EXCERPT TO READ:

The Trustees discussed this request from the alumni missionaries in their February 1961 meeting, and made the decision to admit up to three Congolese students for the following year. The February 17, 1961 Davidsonian reported that when then Board of Trustees President J. McDowell Richards (Class of 1922) was asked whether “this action was ‘not inconsistent with the policy laid two two years ago’ when the board voted that ‘it is not in the best interests of Davidson College to integrate at this time,'” Richards responded, ‘”Perhaps it is an inconsistency…But the board felt it necessary to to back the Board of World Missions on this matter.”

Front page of the February 17, 1961 Davidsonian. The headline, "Trustees Open College To Congolese Students"

Front page of the February 17, 1961 Davidsonian: “Trustees Open College to Congolese Students.”

That same  issue also featured an article by student Tom Parker (Class of 1961), criticizing The Davidsonian‘s coverage of integration at the college:

“Two years ago the Davidson student body, assembled in chapel, applauded the statement ‘It is not in the interest of Davidson College to admit Negroes at this time.’ Last year, through a clearly worded petition, they expressed their desire that Davidson remain a segregated institution at least for the present time. Despite these setbacks, those on this campus who favor integration have renewed their efforts… it is interesting to consider the devices which they employ to gain their objectives, especially those which are used in an openly sympathetic newspaper (which nonetheless declares itself in its letterhead to be “The News and Editorial Voice of Davidson College.”)

Local criticism of the decision to integrate, an indication of the difficulties the potential international students from Africa would face once enrolled at Davidson, appeared in the March 3, 1961 Davidsonian:

An article in the March 3, 1961 Davidsonian, reporting on local businesses' reactions to the possibility of African students attending Davidson and frequenting their establishments: "Five Local Businesses 'Won't Serve Them'."

An article in the March 3, 1961 Davidsonian, reporting on local businesses’ reactions to the possibility of African students attending Davidson and frequenting their establishments: “Five Local Businesses ‘Won’t Serve Them’.”

After the Trustees decision, President Martin established a committee “dealing with Congolese students” and appointed faculty member Dan Rhodes (Class of 1938, religion professor 1960-1984) to chair it. The committee, comprised of faculty, students, and community members, was tasked with investigating potential issues Congolese students would face.

Letter from committee chair Dan Rhodes to the members of the committee detailing each sub-committee's assignments. May 20, 1961.

Letter from committee chair Dan Rhodes to the members of the committee detailing each sub-committee’s assignments.

Though the Trustees had voted to admit a limited number of Congolese students, no black students enrolled at Davidson for the 1961-1962 academic year. From the May 5, 1961 Davidsonian story, “Martin: ‘We Will Have No Congolese Next Fall'”:

‘”The Board of World Missions in Nashville tells me that our missionary group has assigned ten students – none to Davidson – for good reasons… The Board of World Missions will plan to send one to us when they have one they consider qualified.’ Davidson’s Congolese Committee will continue meeting in preparation for the future, Martin said.”

WHAT YOU WILL DO:
a: Answer these questions from the excerpt on Davidson College and the Congolese students:
(i) How many Congolese students did the Trustees decide to admit for the following year?
(ii) Whom did President Martin appoint to chair the committee "dealing with Congolese students"?
(iii) According to the May 5, 1961 Davidsonian story, how many students had the missionary group assigned?
b: Decide whether each statement agrees with the excerpt on Davidson College and the Congolese students, and support each yes or no with a quotation from it:
(i) The Trustees discussed the request from the alumni missionaries in their February 1961 meeting.
(ii) The committee was made up only of faculty members.
(iii) Black students enrolled at Davidson for the 1961-1962 academic year.

GIVEN RECORDS:
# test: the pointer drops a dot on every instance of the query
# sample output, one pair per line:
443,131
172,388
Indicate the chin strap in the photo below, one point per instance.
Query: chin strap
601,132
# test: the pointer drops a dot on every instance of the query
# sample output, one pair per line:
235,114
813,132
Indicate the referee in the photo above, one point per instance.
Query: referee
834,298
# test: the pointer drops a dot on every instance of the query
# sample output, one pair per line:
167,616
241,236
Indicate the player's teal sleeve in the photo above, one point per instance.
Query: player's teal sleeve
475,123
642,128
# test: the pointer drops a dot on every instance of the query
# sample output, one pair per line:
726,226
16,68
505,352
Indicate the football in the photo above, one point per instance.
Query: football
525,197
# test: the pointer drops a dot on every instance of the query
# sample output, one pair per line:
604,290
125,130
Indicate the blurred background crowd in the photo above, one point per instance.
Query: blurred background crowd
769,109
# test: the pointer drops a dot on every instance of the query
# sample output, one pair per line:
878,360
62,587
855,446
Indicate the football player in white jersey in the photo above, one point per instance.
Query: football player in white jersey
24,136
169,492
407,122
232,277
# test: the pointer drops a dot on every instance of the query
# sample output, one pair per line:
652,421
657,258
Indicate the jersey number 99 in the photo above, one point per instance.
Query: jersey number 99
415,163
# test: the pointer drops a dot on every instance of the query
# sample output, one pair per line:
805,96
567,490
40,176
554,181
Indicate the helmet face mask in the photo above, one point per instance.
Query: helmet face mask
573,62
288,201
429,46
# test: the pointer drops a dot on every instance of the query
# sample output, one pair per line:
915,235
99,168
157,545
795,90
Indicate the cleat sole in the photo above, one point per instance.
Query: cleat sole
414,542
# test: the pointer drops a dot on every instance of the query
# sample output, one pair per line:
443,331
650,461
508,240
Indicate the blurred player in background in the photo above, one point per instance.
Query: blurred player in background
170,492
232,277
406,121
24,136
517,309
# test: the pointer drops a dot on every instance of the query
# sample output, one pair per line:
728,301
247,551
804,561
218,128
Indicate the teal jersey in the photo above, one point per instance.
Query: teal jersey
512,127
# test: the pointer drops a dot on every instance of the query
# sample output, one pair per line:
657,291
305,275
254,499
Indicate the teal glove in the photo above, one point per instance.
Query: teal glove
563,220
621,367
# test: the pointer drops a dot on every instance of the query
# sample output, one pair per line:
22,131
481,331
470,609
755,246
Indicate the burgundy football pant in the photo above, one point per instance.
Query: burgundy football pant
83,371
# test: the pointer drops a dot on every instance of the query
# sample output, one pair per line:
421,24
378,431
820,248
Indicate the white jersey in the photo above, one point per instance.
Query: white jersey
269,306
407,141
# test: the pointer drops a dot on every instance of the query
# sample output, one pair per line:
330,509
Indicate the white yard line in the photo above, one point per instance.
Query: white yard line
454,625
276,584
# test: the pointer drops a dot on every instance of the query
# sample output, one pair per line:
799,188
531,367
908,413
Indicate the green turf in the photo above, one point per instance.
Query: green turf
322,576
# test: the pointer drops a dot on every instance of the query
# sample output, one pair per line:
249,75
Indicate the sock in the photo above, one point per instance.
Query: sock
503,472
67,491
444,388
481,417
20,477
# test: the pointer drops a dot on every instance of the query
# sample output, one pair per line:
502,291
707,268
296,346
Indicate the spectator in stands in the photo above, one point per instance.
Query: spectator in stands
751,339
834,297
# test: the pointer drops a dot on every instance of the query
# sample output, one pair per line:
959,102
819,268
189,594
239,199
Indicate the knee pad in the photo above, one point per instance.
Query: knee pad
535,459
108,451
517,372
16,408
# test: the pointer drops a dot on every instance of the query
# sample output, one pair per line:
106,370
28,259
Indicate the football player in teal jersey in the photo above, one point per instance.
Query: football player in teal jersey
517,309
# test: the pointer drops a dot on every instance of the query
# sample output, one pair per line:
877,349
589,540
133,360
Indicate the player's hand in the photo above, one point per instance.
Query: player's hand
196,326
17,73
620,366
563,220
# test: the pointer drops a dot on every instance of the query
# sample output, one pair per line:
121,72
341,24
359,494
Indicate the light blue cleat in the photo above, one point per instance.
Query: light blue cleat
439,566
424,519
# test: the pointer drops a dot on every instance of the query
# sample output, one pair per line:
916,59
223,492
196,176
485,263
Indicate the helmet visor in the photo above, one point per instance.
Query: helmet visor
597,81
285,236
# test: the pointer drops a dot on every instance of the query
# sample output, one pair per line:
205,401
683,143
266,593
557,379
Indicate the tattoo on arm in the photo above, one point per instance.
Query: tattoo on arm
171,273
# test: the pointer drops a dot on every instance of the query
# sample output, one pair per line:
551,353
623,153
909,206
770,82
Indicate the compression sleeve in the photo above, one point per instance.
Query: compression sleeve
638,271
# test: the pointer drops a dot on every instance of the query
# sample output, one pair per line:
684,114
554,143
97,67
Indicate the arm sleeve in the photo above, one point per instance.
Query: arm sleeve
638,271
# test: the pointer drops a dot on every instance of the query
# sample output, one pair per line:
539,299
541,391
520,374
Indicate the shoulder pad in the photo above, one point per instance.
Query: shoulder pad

OUTPUTS BY TASK:
a:
(i) Up to three.
(ii) Dan Rhodes.
(iii) Ten, none of them to Davidson.

b:
(i) Yes: "The Trustees discussed this request from the alumni missionaries in their February 1961 meeting"
(ii) No: "comprised of faculty, students, and community members"
(iii) No: "no black students enrolled at Davidson for the 1961-1962 academic year"